§ 作業内容:
[A] Ariaの紹介文に書かれている、Ariaの付属品をすべて挙げてください。
[B] Ariaの紹介文では、PADを併用した状態での最大入力音圧は何dBとされていますか。
[C] Ariaの紹介文を、最後の文の後から書き進めてください。

§ 文書セクション:
────────

FETでありながら真空管回路を意識
大音量ソースにも対応する耐入力
低価格とはいえ、最近のマイクは外見も中身もよくできています。Ariaにはマイク本体収納用にウッド・ケースが付属し、サスペンション・ホルダー、本体を磨くためのクロスまで付いています。特にサスペンション・ホルダーには、交換用のゴムも付属しています。ホルダーのゴムは経年変化で伸びてしまうのが当たり前なので、替えの心配をしなくてもよいのはうれしいところです。本体はブラック・フィニッシュのシックな感じ。コンデンサー・マイクなので48Vファンタム電源が必要になります。本体裏側には、−10dBのPADスイッチ、ローカット・スイッチが装備されています。最大入力音圧もPADを併用した状態で152dBと、音の大きいほとんどの音源に対して使用できるでしょう。
Ariaの最大の特徴は、ビンテージ・マイクの回路を元に設計されているということ。FETタイプでありながら真空管マイクの感じも出しているという、最近のコンデンサー・マイクに多いハイファイ指向のものとはちょっとキャラクターが違う作りになっています。
中低域&中高域の持ち上がった特性で
誇張の無い太さが感じられる
最初に抱いた印象は、音が太いな〜ということ。ぼわっとした太さではないので、嫌みな感じではありません。高域は変な誇張が無くなだらか、低域はだぶついた感じが無くふくよかです。低価格マイクに散見されるシャリシャリした感じはありません。音の抜けはやや抑えられていますが、ビンテージを意識しているということもあり、中高域のザクっとした部分が出ています。例えばタンバリンで試すと、普通のコンデンサー・マイクでは少しチリチリしてしまうところが気になるのですが、本機ではそこが抑えられて、ジャリっとした部分がうまく収録できました。ほかのマイクを数本立てて比べてみたのですが、本機が一番タンバリンらしさが出ました。

────────

§ データ抜粋:
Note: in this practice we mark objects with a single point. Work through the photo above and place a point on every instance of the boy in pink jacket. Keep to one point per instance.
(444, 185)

────────

§ 解答一覧:
[A] ウッド・ケース、サスペンション・ホルダー、本体を磨くためのクロス、サスペンション・ホルダー用の交換用のゴム

[B] 152dBです。

[C]
ボーカルの場合は、中低域の太さや、5〜6kHz辺りの音が前に出てくることもあり、ビンテージ・マイクを意識しているのがよく分かります。男女問わず使える印象です。先述したように高域の抜けに関してはちょっと落ちていますが、EQで補正できるレベルでしょう。むしろ変にシャリシャリしていないのは好印象。低域に関しては、ローエンドは少なめですが、中低域が若干持ち上がった感じ。この中高域と中低域の特性のおかげか、女性ボーカルにありがちな中域のピーキーな部分が抑えられていました。
アコギの録音では、中低域の膨らみがあるため、マイキングの位置を一般的なコンデンサー・マイクとは変えた方が良さそうですが、ざっくりした感じの音を聴かせてくれます。普通のコンデンサー・マイクがMARTINだとすると、本機はGIBSONといった感じです。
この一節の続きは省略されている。